The DEs( destroyer escorts) were designed as escorts and I don't believe they could be considered as torpedo boats or MTBs. They were much larger and many were armed with no torpedos. The USN MTBs were rated at 40 knots but I doubt seriously that they could reach those speeds except in a perfectly calm sea.


----------



## Glider (Jun 26, 2009)

I admit to getting confused and was thinking about Motor Torpedo Boats such as the S Class and PT boats as opposed to Torpedo Boats which tended to be used by the German, Italian and French navies.
Torpedo Boats were often lightly armed with guns normally 1 or 2 4in and a heavy torpedo load of around 6 x TT on a displacement of approx 650 tons and a max speed of 30+ knots.

Escorts such as the USN Destroyer Escorts, RN Hunt class and other sloops, Frigates etc were armed for defending convoys and had good A/S and AA capabilities at the expense of speed which tended to be in the 20-25 Kts band. They may or may not have a set of torpedo tube but RN ones that did ,didn't use them for torpedo's, they fired a particually large depth charge out of the tube.

Is the objective to discuss MTB's or Torpedo Boats?


----------



## Watanbe (Jun 29, 2009)

From what I have read and heard from Veterans the E-Boats were the most fearsome opponents. They were besides the U-Boats in the most part the most important vessels in the German Navy. They were to scared to use their capital ships in open combat and the RN kept close watch of them and held strict blockades. The E-Boats saw the most combat, were the fastest thing in the Atlantic and were able to escape danger, they were excellent vessels and weren't restricted to coastal work like many of the other Torpedo boats.


----------



## renrich (Aug 24, 2009)

I am just finishing a memoir by a fellow that served on MTBs in WW2 in 1944, 45 in the PTO. He commanded a PT Boat squadron, twelve boats in a squadron. They were the ELCO-Higgins type, 80 feet long, 60 tons, three 1500 HP Packards, carried 3000 gallons of gasoline and could make 40-50 MPH. With mufflers closed at ten knots they were very quiet. The crew was two officers and twelve EM and get this! The armament was one 37MM and two 20mms on the bow, the two twin mount 50BMGs amidships, a 40 MM on the stern, two depth charges and four 21 inch torpedoes. Wow, I never knew they carried that much armament. Wonder where they stowed all the ammo?


----------



## Glider (Aug 24, 2009)

The PT boats were at this stage normally used for shore bombardment and tackling barges imune to torpedo's hence the heavy guns. The 37mm normally came from the P39.


----------



## renrich (Aug 25, 2009)

Glider, you are exactly right as that type of action was what the author described. There was a photo of a 37 MM mounted on the bow of a PTB and it had a weird looking circular magazine perhaps two to three feet in diameter which the gunner peered through when sighting the gun. Kind of like a halo sitting on edge. That armament was massive for a boat that size. I am surprised that it was practical.


----------



## Glider (Aug 25, 2009)

These little boats could carry a quite a load. In 1944/5 it was quite common for a British MTB to carry a semi automatic 6pd derived from the one carried on the Mossie, a twin 20mm various mgs plus torpedo's and the larger Dog boats could carry 2 x 6pd, 4 x 20mm plus the torpedo's.

## GIVEN ENTRIES
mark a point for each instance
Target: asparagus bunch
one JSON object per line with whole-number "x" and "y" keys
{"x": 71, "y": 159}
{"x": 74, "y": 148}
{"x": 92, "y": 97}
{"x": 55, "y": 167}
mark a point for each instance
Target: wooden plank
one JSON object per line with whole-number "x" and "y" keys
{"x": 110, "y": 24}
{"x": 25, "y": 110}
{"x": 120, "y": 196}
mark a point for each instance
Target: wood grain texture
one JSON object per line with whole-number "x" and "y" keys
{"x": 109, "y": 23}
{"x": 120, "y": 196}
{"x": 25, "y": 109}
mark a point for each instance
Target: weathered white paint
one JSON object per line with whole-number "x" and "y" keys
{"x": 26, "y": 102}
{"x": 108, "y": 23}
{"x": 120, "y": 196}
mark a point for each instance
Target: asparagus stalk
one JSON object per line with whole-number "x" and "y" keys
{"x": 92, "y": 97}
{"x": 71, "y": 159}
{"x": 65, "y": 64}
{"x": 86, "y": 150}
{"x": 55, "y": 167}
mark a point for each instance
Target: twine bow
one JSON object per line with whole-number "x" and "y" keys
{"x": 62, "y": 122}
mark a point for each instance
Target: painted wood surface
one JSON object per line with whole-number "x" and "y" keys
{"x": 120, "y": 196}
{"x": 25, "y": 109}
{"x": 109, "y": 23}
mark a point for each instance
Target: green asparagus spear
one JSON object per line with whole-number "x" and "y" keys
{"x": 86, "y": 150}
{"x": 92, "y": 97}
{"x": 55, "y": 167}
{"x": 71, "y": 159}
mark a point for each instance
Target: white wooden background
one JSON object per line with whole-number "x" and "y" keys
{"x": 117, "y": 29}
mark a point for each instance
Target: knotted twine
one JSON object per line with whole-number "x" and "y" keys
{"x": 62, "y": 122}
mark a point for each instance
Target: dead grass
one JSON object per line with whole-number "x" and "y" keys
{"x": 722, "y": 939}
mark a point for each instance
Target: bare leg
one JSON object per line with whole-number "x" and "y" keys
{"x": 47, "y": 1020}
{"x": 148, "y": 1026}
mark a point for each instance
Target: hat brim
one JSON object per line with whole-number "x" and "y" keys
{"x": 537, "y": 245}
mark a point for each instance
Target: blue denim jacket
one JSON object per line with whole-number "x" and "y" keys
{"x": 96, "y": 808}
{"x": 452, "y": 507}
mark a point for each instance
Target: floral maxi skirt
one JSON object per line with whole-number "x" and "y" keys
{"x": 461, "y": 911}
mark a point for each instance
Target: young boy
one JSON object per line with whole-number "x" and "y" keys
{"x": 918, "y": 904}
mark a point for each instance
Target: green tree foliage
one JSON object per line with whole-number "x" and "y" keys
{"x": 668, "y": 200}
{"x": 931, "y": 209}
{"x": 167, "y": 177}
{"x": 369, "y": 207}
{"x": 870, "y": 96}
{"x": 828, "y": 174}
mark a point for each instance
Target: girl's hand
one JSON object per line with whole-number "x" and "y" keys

## OBJECTIVE
Copy the passage of the torpedo boat thread between "I admit to getting" and "of 30+ knots.", inclusive, switching "displacement" to "tonnage".

## RESULT FOR THIS TASK
I admit to getting confused and was thinking about Motor Torpedo Boats such as the S Class and PT boats as opposed to Torpedo Boats which tended to be used by the German, Italian and French navies.
Torpedo Boats were often lightly armed with guns normally 1 or 2 4in and a heavy torpedo load of around 6 x TT on a tonnage of approx 650 tons and a max speed of 30+ knots.